On March 1, UWG English professor Dr. Margaret Mitchell discussed her upcoming novel in the writers series “The Other Night School” based on the life of the near forgotten turn-of-the-century supermodel.
The “Stranger than Fiction” talk gained its twhich alludes to the novel rooted in a true story ripe with murder, beauty and an insane asylum.
“The novel is about this woman who is widely seen as America’s first supermodel,” says Dr. Mitchell. “She was an artist’s model in the 20th century and born in 1891. As a teenager, she was discovered and she began modeling for artists, mostly sculptures but occasionally painters. And she became extremely famous. Her name is Audrey Munsen.”
Despite her fame, at age 40 Audrey Munsen was committed to St. Lawrence State Hospital by her own mother and lived there for 65 years. During the last years of her life, Mitchell was a young girl and her own great grandfather was the superintendent of the mental asylum.
“[The novel’s] not out yet and it’s not sold yet but the [Stranger than Fiction] talk [was] about how I settled on the idea and the genesis of the novel,” says Mitchell. “What’s fun about this particular novel is that it came out of an interest in family history for me.”
Mitchell never interacted or knew of Munsen when she was a child and the focus on the forgotten supermodel was only discovered through the process of extracting her memories and researching asylums.
“Every now and again, my dad would drive us around [the asylum] and he would tell us stories,” says Mitchell. “He had actually lived there as a child. That idea always seemed to me, even as a kid, like something I had to write about someday.”
Mitchell initially approached the story thinking about a story centered on her grandmother who would have been living in a mansion on the same grounds as an asylum. However, as she researched the St. Lawrence State Hospital and other asylums, she was drawn to the dramatic and somewhat tragic life and career of Audrey Munsen.

◆ Work request
Reproduce the full article on Margaret Mitchell's novel talk word for word, without any changes.

Saved entries
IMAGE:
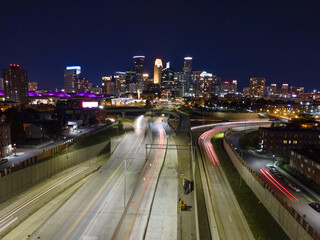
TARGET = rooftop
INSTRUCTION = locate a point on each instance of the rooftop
(312, 154)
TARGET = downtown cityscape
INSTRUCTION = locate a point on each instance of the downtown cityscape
(138, 121)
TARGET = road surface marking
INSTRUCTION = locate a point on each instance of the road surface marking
(8, 224)
(98, 194)
(34, 198)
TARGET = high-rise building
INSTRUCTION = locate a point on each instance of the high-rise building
(138, 64)
(187, 66)
(1, 83)
(273, 90)
(82, 85)
(15, 84)
(157, 71)
(257, 87)
(120, 82)
(225, 88)
(32, 86)
(234, 87)
(284, 88)
(167, 77)
(187, 69)
(206, 85)
(107, 85)
(70, 78)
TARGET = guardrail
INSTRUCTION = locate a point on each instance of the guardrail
(305, 225)
(47, 153)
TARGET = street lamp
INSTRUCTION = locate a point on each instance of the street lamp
(15, 149)
(273, 159)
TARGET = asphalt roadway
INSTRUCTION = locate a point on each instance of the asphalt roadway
(95, 210)
(24, 153)
(257, 162)
(230, 221)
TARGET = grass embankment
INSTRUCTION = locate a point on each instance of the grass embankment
(102, 136)
(127, 119)
(261, 223)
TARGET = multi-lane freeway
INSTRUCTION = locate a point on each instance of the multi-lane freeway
(229, 218)
(116, 201)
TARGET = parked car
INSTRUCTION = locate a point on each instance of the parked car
(278, 175)
(315, 206)
(273, 170)
(3, 161)
(294, 188)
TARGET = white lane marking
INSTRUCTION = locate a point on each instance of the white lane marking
(34, 198)
(8, 224)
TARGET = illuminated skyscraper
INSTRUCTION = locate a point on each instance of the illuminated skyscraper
(187, 66)
(187, 69)
(15, 84)
(157, 71)
(206, 85)
(138, 64)
(32, 86)
(107, 85)
(70, 78)
(257, 87)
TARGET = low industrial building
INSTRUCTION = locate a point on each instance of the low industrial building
(280, 140)
(307, 162)
(5, 140)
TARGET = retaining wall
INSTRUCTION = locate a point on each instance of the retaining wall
(295, 226)
(19, 181)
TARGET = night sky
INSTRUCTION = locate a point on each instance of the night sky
(279, 40)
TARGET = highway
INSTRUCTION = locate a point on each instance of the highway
(230, 221)
(24, 153)
(135, 219)
(95, 210)
(299, 201)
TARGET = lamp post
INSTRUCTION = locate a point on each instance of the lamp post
(273, 159)
(125, 180)
(15, 149)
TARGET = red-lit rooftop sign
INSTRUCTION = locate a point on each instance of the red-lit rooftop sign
(90, 104)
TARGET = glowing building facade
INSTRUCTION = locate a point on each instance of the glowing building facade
(157, 71)
(15, 84)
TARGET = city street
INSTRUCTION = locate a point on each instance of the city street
(257, 162)
(22, 154)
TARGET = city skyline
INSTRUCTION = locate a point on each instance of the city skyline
(273, 40)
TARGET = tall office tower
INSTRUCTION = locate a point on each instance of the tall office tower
(257, 87)
(70, 76)
(224, 88)
(187, 69)
(120, 79)
(82, 85)
(157, 71)
(107, 85)
(138, 64)
(32, 86)
(273, 90)
(15, 84)
(206, 85)
(167, 77)
(1, 83)
(233, 87)
(131, 81)
(187, 66)
(284, 88)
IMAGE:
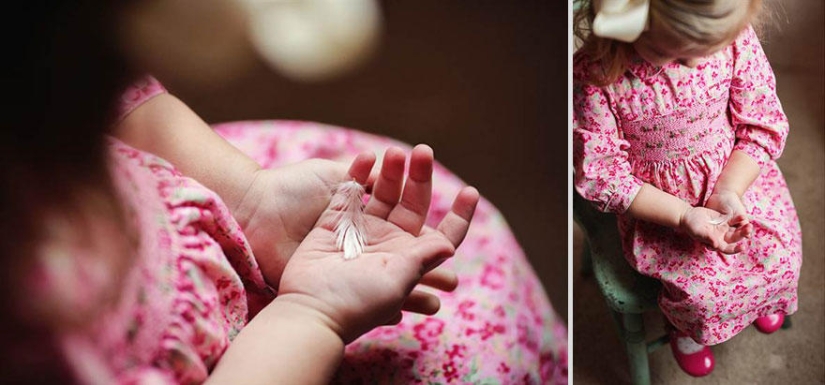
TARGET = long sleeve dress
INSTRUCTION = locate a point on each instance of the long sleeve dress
(675, 127)
(195, 283)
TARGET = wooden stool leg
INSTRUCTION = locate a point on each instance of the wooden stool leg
(587, 260)
(633, 334)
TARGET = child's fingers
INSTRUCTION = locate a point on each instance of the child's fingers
(421, 302)
(430, 249)
(395, 320)
(361, 167)
(387, 189)
(456, 223)
(411, 212)
(440, 278)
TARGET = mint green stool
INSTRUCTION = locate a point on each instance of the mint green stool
(628, 294)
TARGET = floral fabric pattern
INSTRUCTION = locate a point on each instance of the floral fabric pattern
(195, 282)
(675, 128)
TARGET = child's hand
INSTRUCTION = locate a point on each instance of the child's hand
(730, 205)
(281, 207)
(354, 296)
(715, 230)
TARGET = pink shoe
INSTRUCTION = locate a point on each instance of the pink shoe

◆ Response to this task
On March 1, UWG English professor Dr. Margaret Mitchell discussed her upcoming novel in the writers series “The Other Night School” based on the life of the near forgotten turn-of-the-century supermodel.
The “Stranger than Fiction” talk gained its twhich alludes to the novel rooted in a true story ripe with murder, beauty and an insane asylum.
“The novel is about this woman who is widely seen as America’s first supermodel,” says Dr. Mitchell. “She was an artist’s model in the 20th century and born in 1891. As a teenager, she was discovered and she began modeling for artists, mostly sculptures but occasionally painters. And she became extremely famous. Her name is Audrey Munsen.”
Despite her fame, at age 40 Audrey Munsen was committed to St. Lawrence State Hospital by her own mother and lived there for 65 years. During the last years of her life, Mitchell was a young girl and her own great grandfather was the superintendent of the mental asylum.
“[The novel’s] not out yet and it’s not sold yet but the [Stranger than Fiction] talk [was] about how I settled on the idea and the genesis of the novel,” says Mitchell. “What’s fun about this particular novel is that it came out of an interest in family history for me.”
Mitchell never interacted or knew of Munsen when she was a child and the focus on the forgotten supermodel was only discovered through the process of extracting her memories and researching asylums.
“Every now and again, my dad would drive us around [the asylum] and he would tell us stories,” says Mitchell. “He had actually lived there as a child. That idea always seemed to me, even as a kid, like something I had to write about someday.”
Mitchell initially approached the story thinking about a story centered on her grandmother who would have been living in a mansion on the same grounds as an asylum. However, as she researched the St. Lawrence State Hospital and other asylums, she was drawn to the dramatic and somewhat tragic life and career of Audrey Munsen.